• **Instructions for the task**
Rewrite the lines below as a numbered list, leaving out any blank lines.

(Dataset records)
::::::::

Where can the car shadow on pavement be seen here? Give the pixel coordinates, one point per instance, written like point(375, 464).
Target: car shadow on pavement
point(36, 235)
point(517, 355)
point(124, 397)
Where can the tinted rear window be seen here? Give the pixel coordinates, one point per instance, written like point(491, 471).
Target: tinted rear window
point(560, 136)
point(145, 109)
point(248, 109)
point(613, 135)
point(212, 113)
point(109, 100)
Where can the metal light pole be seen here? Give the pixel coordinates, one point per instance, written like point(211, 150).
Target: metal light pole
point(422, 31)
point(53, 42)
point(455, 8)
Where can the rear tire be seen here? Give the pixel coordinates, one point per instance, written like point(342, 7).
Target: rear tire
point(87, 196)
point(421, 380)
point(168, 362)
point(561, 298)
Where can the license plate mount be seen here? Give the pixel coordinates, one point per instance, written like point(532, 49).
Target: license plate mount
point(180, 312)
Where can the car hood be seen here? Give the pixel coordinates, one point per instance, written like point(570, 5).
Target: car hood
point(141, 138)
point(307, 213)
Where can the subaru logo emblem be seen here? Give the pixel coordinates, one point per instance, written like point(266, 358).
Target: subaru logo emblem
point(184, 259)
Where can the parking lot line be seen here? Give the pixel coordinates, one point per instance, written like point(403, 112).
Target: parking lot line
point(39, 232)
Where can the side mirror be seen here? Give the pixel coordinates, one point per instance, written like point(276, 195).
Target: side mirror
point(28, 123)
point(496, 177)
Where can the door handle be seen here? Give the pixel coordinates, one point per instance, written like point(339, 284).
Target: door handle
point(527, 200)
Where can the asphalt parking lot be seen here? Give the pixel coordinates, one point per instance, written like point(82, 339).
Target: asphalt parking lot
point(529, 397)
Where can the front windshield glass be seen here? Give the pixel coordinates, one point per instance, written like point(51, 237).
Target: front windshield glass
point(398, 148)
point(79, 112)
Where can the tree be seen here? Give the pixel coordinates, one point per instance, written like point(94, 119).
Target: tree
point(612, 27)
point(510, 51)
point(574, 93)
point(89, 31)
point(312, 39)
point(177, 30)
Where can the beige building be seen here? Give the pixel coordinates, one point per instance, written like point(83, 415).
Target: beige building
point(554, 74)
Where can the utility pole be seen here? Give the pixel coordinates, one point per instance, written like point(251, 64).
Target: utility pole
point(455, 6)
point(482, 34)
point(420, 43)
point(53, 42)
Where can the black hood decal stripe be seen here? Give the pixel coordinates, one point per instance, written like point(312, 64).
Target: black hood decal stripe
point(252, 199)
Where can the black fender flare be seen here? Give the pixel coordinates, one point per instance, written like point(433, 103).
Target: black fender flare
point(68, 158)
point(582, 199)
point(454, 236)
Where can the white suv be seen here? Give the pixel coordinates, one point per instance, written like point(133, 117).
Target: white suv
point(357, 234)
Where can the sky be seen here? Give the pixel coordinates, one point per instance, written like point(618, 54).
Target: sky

::::::::

• **Solution to the problem**
1. Where can the car shadow on pavement be seen here? Give the pixel coordinates, one point per instance, written like point(375, 464).
2. Target: car shadow on pavement
3. point(36, 235)
4. point(517, 355)
5. point(124, 397)
6. Where can the tinted rear window be seen here? Give the pixel coordinates, one point per instance, written like point(491, 471).
7. Target: tinted rear window
8. point(560, 136)
9. point(145, 109)
10. point(248, 109)
11. point(613, 135)
12. point(212, 113)
13. point(109, 100)
14. Where can the metal light pole be seen here? Give the pixel coordinates, one point per instance, written like point(211, 150).
15. Target: metal light pole
16. point(422, 31)
17. point(53, 42)
18. point(455, 8)
19. Where can the rear tire be seen here? Give the pixel coordinates, one point per instance, written like point(342, 7).
20. Target: rear tire
21. point(87, 196)
22. point(421, 380)
23. point(168, 362)
24. point(561, 298)
25. Where can the license plate mount be seen here? Give the pixel coordinates, one point per instance, written like point(532, 49).
26. Target: license plate mount
27. point(180, 312)
28. Where can the car hood be seen here? Give the pixel coordinates, one point per instance, written like point(570, 5).
29. Target: car hood
30. point(141, 138)
31. point(307, 213)
32. Where can the subaru logo emblem be seen here? Give the pixel coordinates, one point per instance, written like point(266, 358).
33. Target: subaru logo emblem
34. point(184, 259)
35. Where can the parking lot line be seen here? Give the pixel coordinates, one point per instance, written like point(403, 112).
36. Target: parking lot line
37. point(39, 232)
38. Where can the side mirror be seen here? Give the pixel coordinates, one point per instance, written like point(276, 195).
39. Target: side mirror
40. point(28, 123)
41. point(496, 177)
42. Where can the door handle be seen here? Give the pixel coordinates, one point per instance, written like point(339, 284).
43. Target: door handle
44. point(527, 200)
45. Where can the asphalt parking lot be seen here? Give the pixel coordinates, one point per instance, written like point(82, 339).
46. Target: asphalt parking lot
47. point(529, 397)
48. Where can the front windshield glass be seen here? Give the pixel coordinates, one point per instance, written like point(51, 237).
49. Target: front windshield glass
50. point(398, 148)
51. point(79, 112)
52. Where can the tree be seen here? Give the pixel coordinates, one point per instance, written like point(94, 119).
53. Target: tree
54. point(612, 27)
55. point(510, 51)
56. point(574, 93)
57. point(89, 31)
58. point(312, 39)
59. point(177, 30)
60. Where can the beige building be seen here? Give the pixel coordinates, one point per instance, written like point(83, 415).
61. Target: beige building
62. point(554, 74)
63. Where can the utility pole be seen here? Give the pixel coordinates, one point per instance, written like point(251, 64).
64. Target: utility pole
65. point(455, 6)
66. point(482, 34)
67. point(420, 43)
68. point(53, 42)
69. Where can the black hood decal stripe be seen here? Give the pixel coordinates, one point per instance, written like point(312, 64).
70. Target: black hood decal stripe
71. point(252, 199)
72. Where can the black fender flare be seen here? Give the pixel coordinates, one point per instance, written like point(433, 103).
73. Target: black fender flare
74. point(68, 158)
75. point(582, 199)
76. point(454, 236)
77. Where can the white suv be seen here? Give the pixel coordinates, one point per instance, written like point(133, 117).
78. Target: white suv
79. point(357, 234)
80. Where can the sky be seen here? Give the pixel coordinates, one point per instance, written like point(618, 54).
81. Target: sky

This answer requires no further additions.